- Stated exercise: Transcribe all of the data below exactly as it appears, leaving out the pictures.

-- START --

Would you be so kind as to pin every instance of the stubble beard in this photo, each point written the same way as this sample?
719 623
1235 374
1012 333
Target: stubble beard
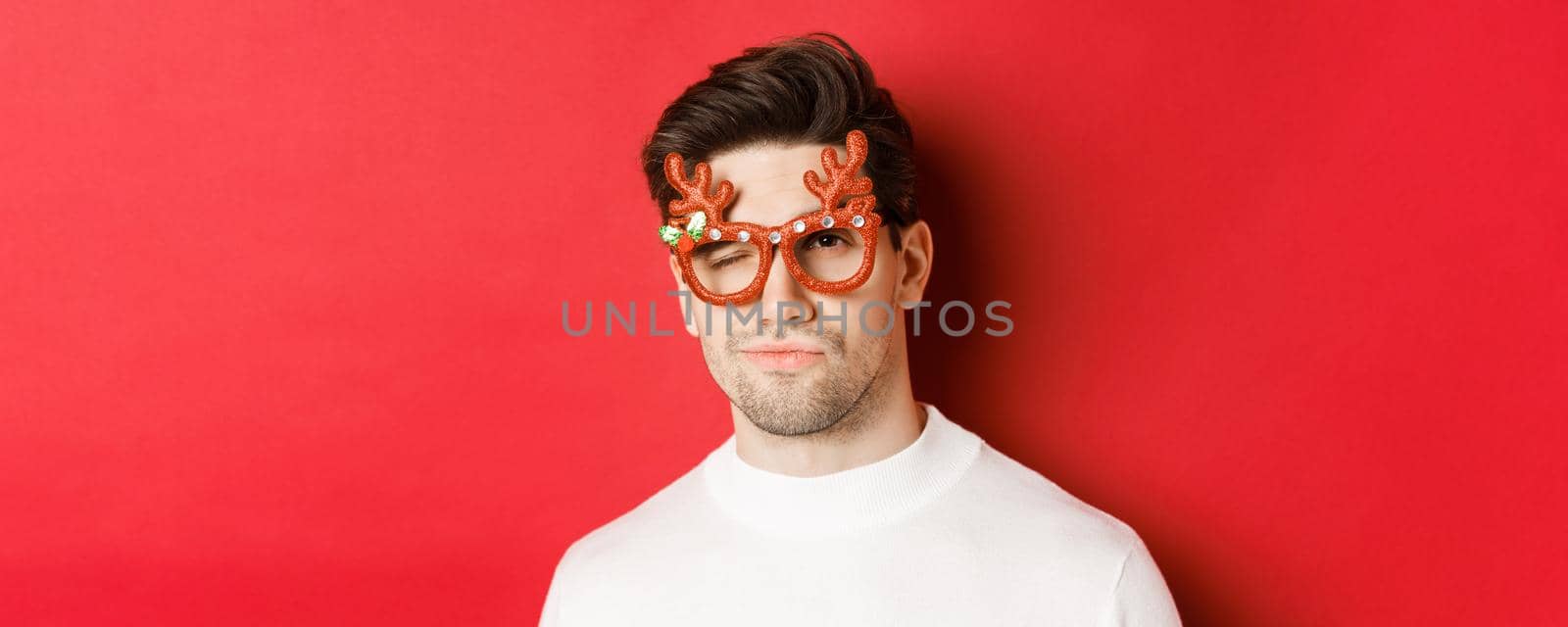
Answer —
820 400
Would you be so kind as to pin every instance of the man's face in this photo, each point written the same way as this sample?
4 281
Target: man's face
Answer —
796 378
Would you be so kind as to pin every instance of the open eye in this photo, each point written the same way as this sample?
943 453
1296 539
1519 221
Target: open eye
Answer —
827 239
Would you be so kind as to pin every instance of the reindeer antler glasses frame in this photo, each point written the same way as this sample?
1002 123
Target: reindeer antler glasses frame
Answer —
830 250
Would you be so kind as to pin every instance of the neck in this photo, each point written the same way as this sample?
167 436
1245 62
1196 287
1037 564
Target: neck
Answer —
883 422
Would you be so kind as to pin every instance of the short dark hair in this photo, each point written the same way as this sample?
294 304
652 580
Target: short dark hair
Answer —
809 90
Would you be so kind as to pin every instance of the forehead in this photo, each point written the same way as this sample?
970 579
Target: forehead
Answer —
767 180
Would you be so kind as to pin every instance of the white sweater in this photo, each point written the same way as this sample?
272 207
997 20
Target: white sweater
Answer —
946 532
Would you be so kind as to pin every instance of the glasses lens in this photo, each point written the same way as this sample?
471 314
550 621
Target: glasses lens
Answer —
831 255
725 266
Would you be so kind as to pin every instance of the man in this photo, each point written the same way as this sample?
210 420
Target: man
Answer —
786 187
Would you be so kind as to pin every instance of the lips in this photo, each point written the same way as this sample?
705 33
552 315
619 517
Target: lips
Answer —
783 355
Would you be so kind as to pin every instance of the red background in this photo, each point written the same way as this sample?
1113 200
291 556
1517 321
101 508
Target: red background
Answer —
281 321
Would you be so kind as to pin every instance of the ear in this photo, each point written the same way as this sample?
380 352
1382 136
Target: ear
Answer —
686 302
914 263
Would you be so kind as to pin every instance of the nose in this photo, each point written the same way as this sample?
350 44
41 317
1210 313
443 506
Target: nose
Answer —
784 302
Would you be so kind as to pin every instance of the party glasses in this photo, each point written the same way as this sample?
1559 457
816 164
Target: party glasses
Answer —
830 250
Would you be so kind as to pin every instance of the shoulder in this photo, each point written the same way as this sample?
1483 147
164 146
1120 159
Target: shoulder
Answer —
1032 511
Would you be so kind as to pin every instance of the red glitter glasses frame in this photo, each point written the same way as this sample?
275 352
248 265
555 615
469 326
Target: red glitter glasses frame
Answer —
708 211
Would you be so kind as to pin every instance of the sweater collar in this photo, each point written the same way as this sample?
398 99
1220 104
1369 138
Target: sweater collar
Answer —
854 499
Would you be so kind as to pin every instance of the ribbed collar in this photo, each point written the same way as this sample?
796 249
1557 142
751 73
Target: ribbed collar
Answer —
847 501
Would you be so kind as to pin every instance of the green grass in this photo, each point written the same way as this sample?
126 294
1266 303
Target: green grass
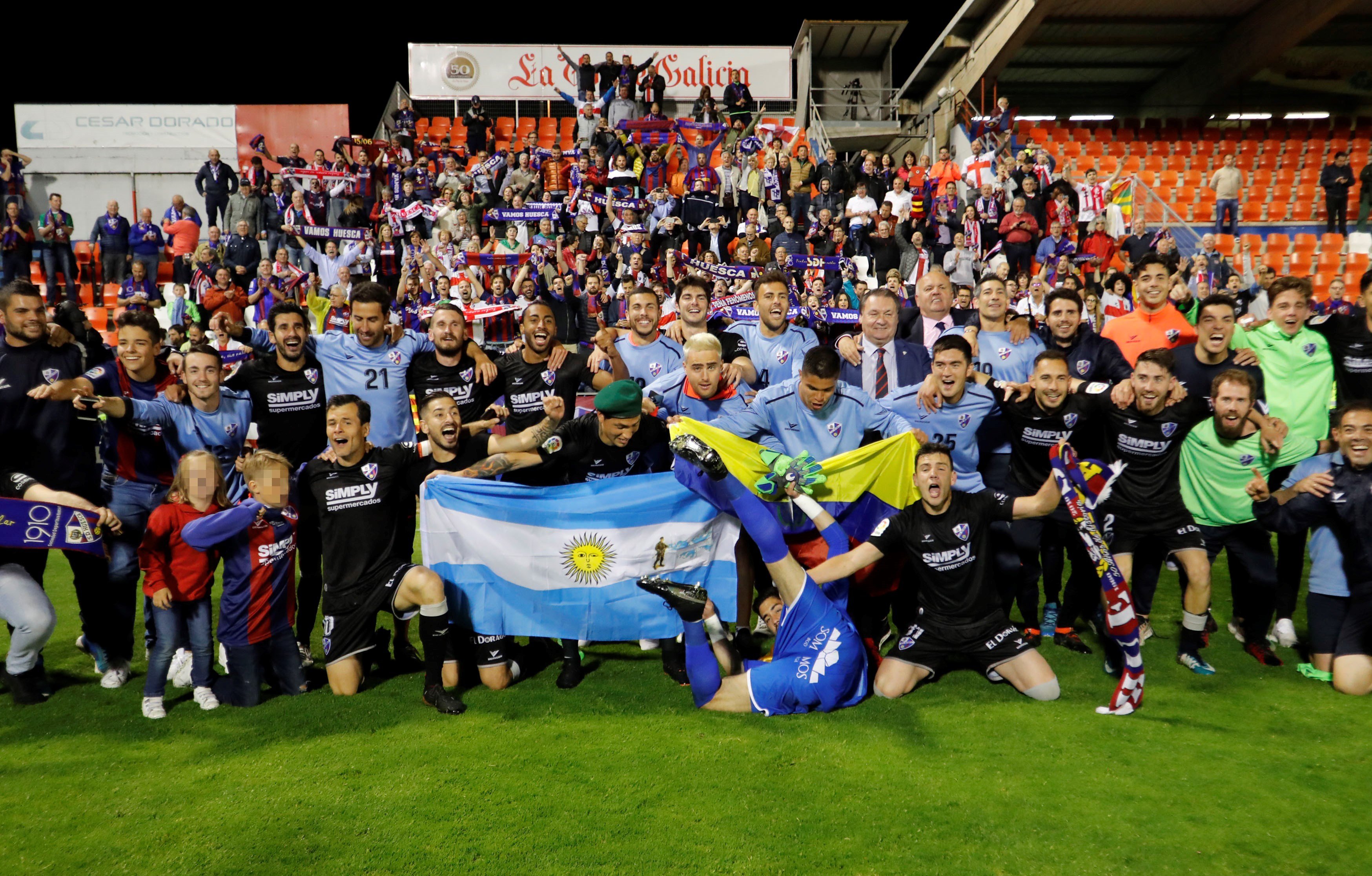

-- END --

- Result of this task:
Would you be so kind as to pin every instance of the stubble beard in this photo, each point written the same way as this sample?
719 623
1235 374
1012 333
Target: stubble beard
Answer —
820 400
Would you be so kind as to pin every instance of the man's face in this photo, each point written the same way as this sample?
4 281
Target: man's face
Answer —
796 378
Would you be so kind as to pin every instance of the open eye in this photo, each point written the same way as this sample?
943 453
1296 539
1519 221
Target: open eye
Answer —
827 239
Would you be so kind as to pin every instance of the reindeer antler glasses frame in this photo, each point written the same way as this sample?
1002 123
Target: reindeer antler glasses frame
Answer —
830 250
Would you be so kind as to pin every instance of the neck in this photo, each point written the same way as this sample?
167 436
1245 62
1196 287
1037 564
Target: neck
Answer —
883 422
Would you be so kind as to pin every instance of the short dark hair in this photo, each point written the same way as this sample?
294 304
652 580
Target: short dark hair
Answer —
809 90
Would you be so kind as to pin every instance of the forehead in this photo, each point written the same way as this sample?
970 579
Target: forehead
Answer —
767 180
Would you be so kind as to pin every instance of the white sweater in this photo, each point written the same way as this sample?
272 207
997 20
Target: white sweater
Answer —
946 532
Would you be so kind as to pin every instance of the glasses lens in this photo, each point written the same way as this sample?
471 314
550 621
Target: glasses lens
Answer —
831 255
725 266
Would you be so kind as to pin every instance of the man in this photo, each point written the same way as this sample?
210 420
Target: man
Answer —
786 187
Would you be so kind as to pin every instance of the lips in this photo, each point written the same way as this sample?
705 33
552 315
619 517
Target: lips
Answer —
783 355
Would you be so kind as to pin every instance of the red background in this photo, each point written the same way as this sample?
1113 200
291 556
1517 321
101 508
Target: red background
Answer —
281 321
Would you be so kind as to pin every instance of the ear in this photo, each point written the same way as this sample?
380 352
1382 136
Target: ear
Answer —
686 302
914 263
Would you be so kind as to pin every instance of the nose in this photo, each point written the same way as this sample?
350 44
41 317
1210 313
443 506
Target: nose
Answer —
784 302
Would you be so kind as to pin every instance of the party glasses in this photo, each point written the same way as this sample?
1559 457
816 164
Target: party glasses
Answer —
830 250
Would you be so kind as to pin every instance of the shoulder in this photo, each point written the same way as this sample?
1483 147
164 146
1120 159
Target: shoulder
Answer —
1032 511
Would you be so kind as to pin every instance of the red glitter glasses frame in this photo, each point written the same way as this sample?
275 352
248 265
555 615
469 326
Target: red glitter glasses frame
Answer —
708 211
Would you be so kind as to pin every instance of the sweater collar in this photo, each point written the same way as this sample?
398 99
1220 104
1369 138
Target: sweater collar
Answer —
854 499
Would you be so kind as to pin every instance of the ribbed collar in this photo, each point written the same way as this sample?
796 249
1557 142
751 73
Target: ribbed collar
Answer —
847 501
Would you be so kind as to pin every instance of the green grass in this photo, each point written the same way as this sample?
126 294
1266 303
Target: green grass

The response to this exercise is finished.